**ENTRIES**
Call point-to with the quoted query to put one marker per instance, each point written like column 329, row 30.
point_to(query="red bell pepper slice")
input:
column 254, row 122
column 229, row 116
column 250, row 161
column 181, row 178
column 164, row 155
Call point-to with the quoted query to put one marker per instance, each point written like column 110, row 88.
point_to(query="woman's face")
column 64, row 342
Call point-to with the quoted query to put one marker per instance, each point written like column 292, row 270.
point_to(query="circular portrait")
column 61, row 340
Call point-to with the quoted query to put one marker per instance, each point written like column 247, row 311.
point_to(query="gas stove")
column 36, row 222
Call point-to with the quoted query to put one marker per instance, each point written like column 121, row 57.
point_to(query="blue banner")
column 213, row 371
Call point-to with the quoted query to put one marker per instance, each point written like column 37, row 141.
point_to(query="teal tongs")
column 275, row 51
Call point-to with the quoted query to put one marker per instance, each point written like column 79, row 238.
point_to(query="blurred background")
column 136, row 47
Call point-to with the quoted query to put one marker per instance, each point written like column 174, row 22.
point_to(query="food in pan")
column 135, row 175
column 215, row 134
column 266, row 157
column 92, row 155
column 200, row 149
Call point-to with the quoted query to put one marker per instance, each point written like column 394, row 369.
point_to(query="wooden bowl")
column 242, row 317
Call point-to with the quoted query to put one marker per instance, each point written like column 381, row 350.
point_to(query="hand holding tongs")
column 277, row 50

**WRITTEN TASK**
Please convert the lines from the one containing "37, row 141." through the end of the records into a Markdown table with two columns, Row and Line, leaving out blank lines.

**RESPONSE TO THIS EXERCISE**
| Row | Line |
|---|---|
| 1 | Call point-to with the quoted query to put one marker per instance, each point written like column 37, row 141. |
| 2 | point_to(query="teal tongs") |
| 3 | column 275, row 51 |
| 4 | Call point-to with the quoted query to put one marker per instance, each point written like column 79, row 238. |
| 5 | point_to(query="blurred background") |
| 6 | column 136, row 47 |
| 7 | Call point-to with the quoted query to put one marker per instance, each point written like column 174, row 22. |
| 8 | point_to(query="food in pan") |
| 9 | column 135, row 175 |
| 10 | column 215, row 134 |
| 11 | column 266, row 157 |
| 12 | column 92, row 155 |
| 13 | column 200, row 149 |
| 14 | Call point-to with the quoted query to put one marker per instance, each point written like column 394, row 369. |
| 15 | point_to(query="wooden bowl") |
| 16 | column 242, row 317 |
| 17 | Call point-to with the quoted query to put one marker per instance, each point written like column 381, row 350. |
| 18 | point_to(query="hand holding tongs") |
| 19 | column 277, row 50 |